■ **Objectif A**:
Recopiez le passage de la proposition de loi qui va de « EXPOSÉ DES MOTIFS » jusqu'à « sont les critères ? » inclus, en remplaçant « vingt-cinq ans » par « un quart de siècle ».

■ **Texte de lecture**:
=-=-=

CONSTITUTION DU 4 OCTOBRE 1958

QUATORZIÈME LÉGISLATURE

Enregistré à la Présidence de l’Assemblée nationale le 6 novembre 2013.

PROPOSITION DE LOI

relative à la nationalité française,

(Renvoyée à la commission des lois constitutionnelles, de la législation et de l’administration générale
de la République, à défaut de constitution d’une commission spéciale
dans les délais prévus par les articles 30 et 31 du Règlement.)

présentée par

M. Guillaume LARRIVÉ,

député.

EXPOSÉ DES MOTIFS

Mesdames, Messieurs,

Qu’est-ce qu’être français ?

C’est appartenir à la Nation française – et c’est donc en avoir la nationalité, qui est « un lien politique entre l’État et un individu, qui donne à celui-ci la qualité de membre de la population constitutive de l’État », a rappelé voici vingt-cinq ans, en 1988, le rapport de la Commission de la nationalité présidée par M. Marceau Long, alors vice-président du Conseil d’État.

Quels en sont les critères ?

C’est à la représentation nationale d’en décider souverainement, dans le respect de la Constitution de notre République.

=-=-=

■ **Objectif B**:
Donnez uniquement le nombre de lignes de la liste qui contiennent le mot « cabinet ».

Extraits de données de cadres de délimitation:
=-=-=

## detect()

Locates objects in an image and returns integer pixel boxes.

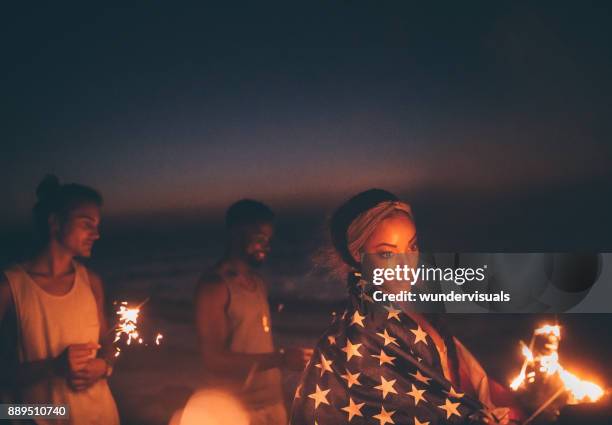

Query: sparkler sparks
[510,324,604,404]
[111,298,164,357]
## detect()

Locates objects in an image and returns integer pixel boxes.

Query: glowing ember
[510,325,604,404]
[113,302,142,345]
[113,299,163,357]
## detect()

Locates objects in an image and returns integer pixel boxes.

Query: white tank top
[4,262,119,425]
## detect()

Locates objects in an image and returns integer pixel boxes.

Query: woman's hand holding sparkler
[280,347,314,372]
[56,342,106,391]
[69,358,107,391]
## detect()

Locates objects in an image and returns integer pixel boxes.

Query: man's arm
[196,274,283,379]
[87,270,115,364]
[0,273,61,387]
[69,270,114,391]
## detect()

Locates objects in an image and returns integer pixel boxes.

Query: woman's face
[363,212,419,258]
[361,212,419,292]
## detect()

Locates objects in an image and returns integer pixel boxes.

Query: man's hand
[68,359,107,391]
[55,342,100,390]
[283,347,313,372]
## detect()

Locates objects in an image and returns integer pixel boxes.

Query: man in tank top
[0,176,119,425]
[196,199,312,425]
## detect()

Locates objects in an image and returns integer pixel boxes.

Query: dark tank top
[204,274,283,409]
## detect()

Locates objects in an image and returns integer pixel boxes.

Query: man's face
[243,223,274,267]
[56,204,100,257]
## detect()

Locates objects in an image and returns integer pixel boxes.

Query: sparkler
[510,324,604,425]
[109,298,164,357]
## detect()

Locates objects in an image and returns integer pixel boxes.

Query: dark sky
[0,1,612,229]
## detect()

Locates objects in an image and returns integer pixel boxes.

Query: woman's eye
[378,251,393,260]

=-=-=

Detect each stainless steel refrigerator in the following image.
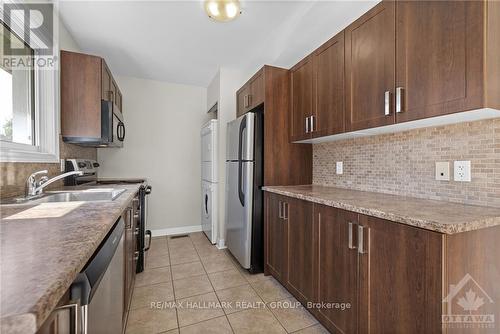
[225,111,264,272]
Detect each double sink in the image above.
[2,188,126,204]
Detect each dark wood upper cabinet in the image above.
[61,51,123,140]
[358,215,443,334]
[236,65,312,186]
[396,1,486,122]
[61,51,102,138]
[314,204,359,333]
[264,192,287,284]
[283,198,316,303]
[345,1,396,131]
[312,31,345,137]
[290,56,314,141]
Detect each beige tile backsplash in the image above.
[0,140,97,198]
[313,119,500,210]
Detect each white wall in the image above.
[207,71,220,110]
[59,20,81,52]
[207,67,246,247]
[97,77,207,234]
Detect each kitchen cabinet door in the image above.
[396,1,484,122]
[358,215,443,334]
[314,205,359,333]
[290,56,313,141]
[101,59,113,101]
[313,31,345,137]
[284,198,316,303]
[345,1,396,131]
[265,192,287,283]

=-=-=

■ **Résultat attendu A**:
EXPOSÉ DES MOTIFS

Mesdames, Messieurs,

Qu’est-ce qu’être français ?

C’est appartenir à la Nation française – et c’est donc en avoir la nationalité, qui est « un lien politique entre l’État et un individu, qui donne à celui-ci la qualité de membre de la population constitutive de l’État », a rappelé voici un quart de siècle, en 1988, le rapport de la Commission de la nationalité présidée par M. Marceau Long, alors vice-président du Conseil d’État.

Quels en sont les critères ?

■ **Résultat attendu B**:
2